WORK TO COMPLETE:
• a. Rewrite the paragraph of the abstract below that begins "Language models are trained on large-scale corpora" as a short bulleted list, keeping its main findings.
• b. Decide whether each statement agrees with the abstract below, answering yes or no and quoting the words that settle it: (i) height is one of the biases studied; (ii) the largest model studied was the least biased; (iii) religion is among the areas where the models showed the most biased attitudes.

EXERCISE TEXT:
# # # #
Abstract:Language models are trained on large-scale corpora that embed implicit biases documented in psychology. Valence associations (pleasantness/unpleasantness) of social groups determine the biased attitudes towards groups and concepts in social cognition. Building on this established literature, we quantify how social groups are valenced in English language models using a sentence template that provides an intersectional context. We study biases related to age, education, gender, height, intelligence, literacy, race, religion, sex, sexual orientation, social class, and weight. We present a concept projection approach to capture the valence subspace through contextualized word embeddings of language models. Adapting the projection-based approach to embedding association tests that quantify bias, we find that language models exhibit the most biased attitudes against gender identity, social class, and sexual orientation signals in language. We find that the largest and better-performing model that we study is also more biased as it effectively captures bias embedded in sociocultural data. We validate the bias evaluation method by overperforming on an intrinsic valence evaluation task. The approach enables us to measure complex intersectional biases as they are known to manifest in the outputs and applications of language models that perpetuate historical biases. Moreover, our approach contributes to design justice as it studies the associations of groups underrepresented in language such as transgender and homosexual individuals.
# # # #
SUPPLIED INFORMATION:

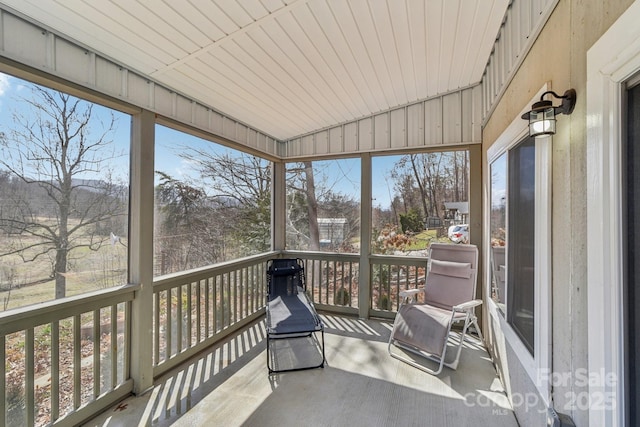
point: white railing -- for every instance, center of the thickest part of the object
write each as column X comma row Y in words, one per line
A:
column 65, row 360
column 332, row 279
column 194, row 309
column 389, row 276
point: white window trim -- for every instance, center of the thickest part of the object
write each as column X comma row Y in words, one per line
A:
column 537, row 365
column 613, row 59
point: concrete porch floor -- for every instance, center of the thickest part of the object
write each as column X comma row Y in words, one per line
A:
column 361, row 385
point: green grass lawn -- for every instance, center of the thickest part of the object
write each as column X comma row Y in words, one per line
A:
column 423, row 239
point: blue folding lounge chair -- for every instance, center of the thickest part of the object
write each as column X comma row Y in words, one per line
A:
column 290, row 312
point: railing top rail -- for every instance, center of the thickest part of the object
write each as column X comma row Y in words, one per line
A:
column 39, row 314
column 321, row 256
column 398, row 259
column 168, row 280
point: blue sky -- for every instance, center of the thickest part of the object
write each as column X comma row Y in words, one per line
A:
column 342, row 176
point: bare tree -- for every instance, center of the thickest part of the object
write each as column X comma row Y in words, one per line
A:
column 52, row 150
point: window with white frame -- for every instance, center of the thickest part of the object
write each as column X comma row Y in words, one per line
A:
column 518, row 226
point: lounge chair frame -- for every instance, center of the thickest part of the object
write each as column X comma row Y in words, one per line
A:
column 461, row 309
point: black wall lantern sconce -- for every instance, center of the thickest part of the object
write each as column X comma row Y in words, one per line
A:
column 542, row 117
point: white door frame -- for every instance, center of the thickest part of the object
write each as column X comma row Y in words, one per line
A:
column 610, row 61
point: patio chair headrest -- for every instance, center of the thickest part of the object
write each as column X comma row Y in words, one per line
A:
column 451, row 268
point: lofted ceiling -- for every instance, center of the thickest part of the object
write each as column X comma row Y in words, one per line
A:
column 288, row 67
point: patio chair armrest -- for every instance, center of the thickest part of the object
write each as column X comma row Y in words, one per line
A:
column 465, row 306
column 409, row 294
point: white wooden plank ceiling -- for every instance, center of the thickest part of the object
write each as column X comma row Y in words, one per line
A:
column 288, row 67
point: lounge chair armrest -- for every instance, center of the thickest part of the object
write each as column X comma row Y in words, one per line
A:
column 465, row 306
column 409, row 295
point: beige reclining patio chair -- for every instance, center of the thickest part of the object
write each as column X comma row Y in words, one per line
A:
column 425, row 328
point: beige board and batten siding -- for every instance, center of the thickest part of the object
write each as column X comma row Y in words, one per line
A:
column 451, row 119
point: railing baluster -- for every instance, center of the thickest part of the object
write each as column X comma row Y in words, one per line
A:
column 214, row 298
column 188, row 317
column 126, row 368
column 3, row 381
column 30, row 402
column 168, row 352
column 207, row 301
column 198, row 311
column 156, row 328
column 77, row 363
column 55, row 370
column 96, row 353
column 114, row 346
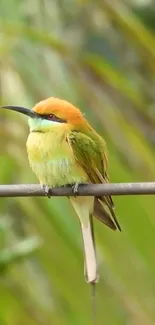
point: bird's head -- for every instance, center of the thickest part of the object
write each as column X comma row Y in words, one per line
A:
column 49, row 113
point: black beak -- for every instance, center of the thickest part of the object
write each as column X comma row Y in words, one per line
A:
column 23, row 110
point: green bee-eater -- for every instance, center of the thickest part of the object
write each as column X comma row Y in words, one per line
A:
column 64, row 149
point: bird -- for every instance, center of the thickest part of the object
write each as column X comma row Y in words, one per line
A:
column 64, row 149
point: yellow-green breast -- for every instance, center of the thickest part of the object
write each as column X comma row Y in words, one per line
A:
column 52, row 159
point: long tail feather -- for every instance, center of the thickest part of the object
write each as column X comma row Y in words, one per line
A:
column 107, row 218
column 84, row 207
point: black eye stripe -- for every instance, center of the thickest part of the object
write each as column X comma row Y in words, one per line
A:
column 52, row 117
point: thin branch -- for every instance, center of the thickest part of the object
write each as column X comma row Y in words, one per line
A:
column 83, row 190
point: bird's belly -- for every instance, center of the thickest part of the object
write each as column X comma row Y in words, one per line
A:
column 58, row 172
column 56, row 165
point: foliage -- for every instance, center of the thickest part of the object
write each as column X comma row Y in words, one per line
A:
column 100, row 55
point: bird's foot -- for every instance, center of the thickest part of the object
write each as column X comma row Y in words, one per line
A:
column 75, row 188
column 46, row 189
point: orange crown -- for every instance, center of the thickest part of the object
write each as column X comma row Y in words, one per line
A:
column 59, row 108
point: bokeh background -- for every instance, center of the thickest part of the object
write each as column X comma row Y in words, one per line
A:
column 100, row 55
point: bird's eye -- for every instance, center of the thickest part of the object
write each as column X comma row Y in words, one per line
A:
column 50, row 116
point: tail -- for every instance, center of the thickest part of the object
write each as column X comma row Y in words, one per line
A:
column 104, row 211
column 84, row 208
# # # #
COMPLETED EXERCISE:
• a.
- Language models learn from large corpora that carry implicit biases documented in psychology.
- The study measures how social groups are valenced (pleasant or unpleasant) in English language models, using a sentence template that gives an intersectional context.
- It covers age, education, gender, height, intelligence, literacy, race, religion, sex, sexual orientation, social class, and weight.
- A concept projection approach captures the valence subspace through contextualized word embeddings.
- The models show the most biased attitudes against gender identity, social class, and sexual orientation.
- The largest and best-performing model studied is also the most biased.
- The method is validated on an intrinsic valence evaluation task.
- It can measure complex intersectional biases and studies groups underrepresented in language, such as transgender and homosexual individuals.

• b.
(i) Yes: "We study biases related to age, education, gender, height, intelligence, literacy, race, religion, sex, sexual orientation, social class, and weight."
(ii) No: "the largest and better-performing model that we study is also more biased"
(iii) No: "language models exhibit the most biased attitudes against gender identity, social class, and sexual orientation signals in language"